## [TASK GOAL]
Emit the line that holds "Tag each instance of the purple columbine" and all lines following it through the end of the data, verbatim, and nothing else.

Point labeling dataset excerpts
════════

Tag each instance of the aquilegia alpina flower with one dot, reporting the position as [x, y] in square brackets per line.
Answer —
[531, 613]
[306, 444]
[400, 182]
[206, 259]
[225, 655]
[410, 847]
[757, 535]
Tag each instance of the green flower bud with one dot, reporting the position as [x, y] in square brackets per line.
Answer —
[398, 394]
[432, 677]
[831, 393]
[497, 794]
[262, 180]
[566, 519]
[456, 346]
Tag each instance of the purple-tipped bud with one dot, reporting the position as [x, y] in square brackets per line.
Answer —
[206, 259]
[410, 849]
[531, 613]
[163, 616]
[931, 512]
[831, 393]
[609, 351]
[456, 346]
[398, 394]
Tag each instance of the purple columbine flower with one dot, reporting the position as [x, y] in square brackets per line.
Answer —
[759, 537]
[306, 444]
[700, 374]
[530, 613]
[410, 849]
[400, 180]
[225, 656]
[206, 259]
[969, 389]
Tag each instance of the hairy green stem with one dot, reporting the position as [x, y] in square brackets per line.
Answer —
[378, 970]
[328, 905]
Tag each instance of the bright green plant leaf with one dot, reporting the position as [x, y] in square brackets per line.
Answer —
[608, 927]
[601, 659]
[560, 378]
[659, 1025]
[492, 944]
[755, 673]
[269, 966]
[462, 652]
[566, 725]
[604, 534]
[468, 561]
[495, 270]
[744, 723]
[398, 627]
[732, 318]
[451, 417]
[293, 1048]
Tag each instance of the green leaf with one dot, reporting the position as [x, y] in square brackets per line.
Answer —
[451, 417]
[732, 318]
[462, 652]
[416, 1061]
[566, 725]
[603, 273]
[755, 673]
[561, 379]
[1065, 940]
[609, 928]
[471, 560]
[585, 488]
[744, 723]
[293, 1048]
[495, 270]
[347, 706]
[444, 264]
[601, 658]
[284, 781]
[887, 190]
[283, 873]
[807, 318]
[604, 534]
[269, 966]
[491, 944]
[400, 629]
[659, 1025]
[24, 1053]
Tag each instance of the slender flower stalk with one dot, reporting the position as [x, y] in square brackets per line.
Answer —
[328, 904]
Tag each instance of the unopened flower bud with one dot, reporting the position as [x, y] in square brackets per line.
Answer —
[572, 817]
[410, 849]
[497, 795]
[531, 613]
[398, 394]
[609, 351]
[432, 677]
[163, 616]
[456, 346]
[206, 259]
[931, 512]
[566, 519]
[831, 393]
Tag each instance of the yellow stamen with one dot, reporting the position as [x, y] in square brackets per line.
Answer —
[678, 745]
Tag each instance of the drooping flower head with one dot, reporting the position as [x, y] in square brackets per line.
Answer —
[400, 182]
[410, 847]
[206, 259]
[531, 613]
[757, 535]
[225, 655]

════════

## [COMPLETE RESPONSE]
Tag each instance of the purple columbine flower with one dot, reporting the position as [x, y] in square brackets per line.
Answer —
[759, 537]
[306, 444]
[700, 374]
[530, 613]
[410, 849]
[400, 180]
[225, 656]
[206, 259]
[969, 389]
Tag each instance of the hairy green stem with one dot, reporting the position as [x, y] in square brackets per line.
Answer —
[378, 970]
[328, 905]
Tag each instance of the bright green plant leaf with one dot, reporting the position as [x, y] in square brackets per line.
Answer —
[608, 927]
[601, 659]
[560, 378]
[659, 1025]
[492, 944]
[755, 673]
[269, 966]
[462, 652]
[566, 725]
[604, 534]
[468, 561]
[495, 270]
[744, 723]
[398, 627]
[732, 318]
[451, 417]
[293, 1048]
Tag each instance of the green leaf with one dot, reporting the position as [x, y] in square brackets per line.
Answer —
[451, 417]
[732, 318]
[462, 652]
[416, 1061]
[566, 725]
[603, 273]
[755, 673]
[561, 379]
[1065, 940]
[609, 928]
[471, 560]
[585, 488]
[744, 723]
[293, 1048]
[495, 270]
[347, 706]
[444, 264]
[601, 658]
[284, 781]
[887, 190]
[283, 873]
[807, 318]
[604, 534]
[269, 966]
[491, 944]
[400, 629]
[659, 1025]
[24, 1053]
Tag each instance of the slender flower stalk with one dot, reporting the position as [x, y] in square brackets per line.
Answer —
[328, 904]
Tag each instance of the unopened flower bud with one dot, reporting the position as [x, y] in square brackets per line.
Answer —
[572, 817]
[410, 849]
[497, 795]
[531, 613]
[398, 394]
[609, 351]
[432, 677]
[163, 616]
[456, 346]
[206, 259]
[931, 512]
[566, 519]
[831, 393]
Tag each instance of the yellow stamen with one dot, reporting the position as [x, y] in square brackets per line.
Answer —
[678, 745]
Tag each instance of the drooping flower head with one dot, reporting the position as [x, y] in square brackets per line.
Answer —
[400, 182]
[410, 847]
[206, 259]
[531, 613]
[757, 535]
[225, 655]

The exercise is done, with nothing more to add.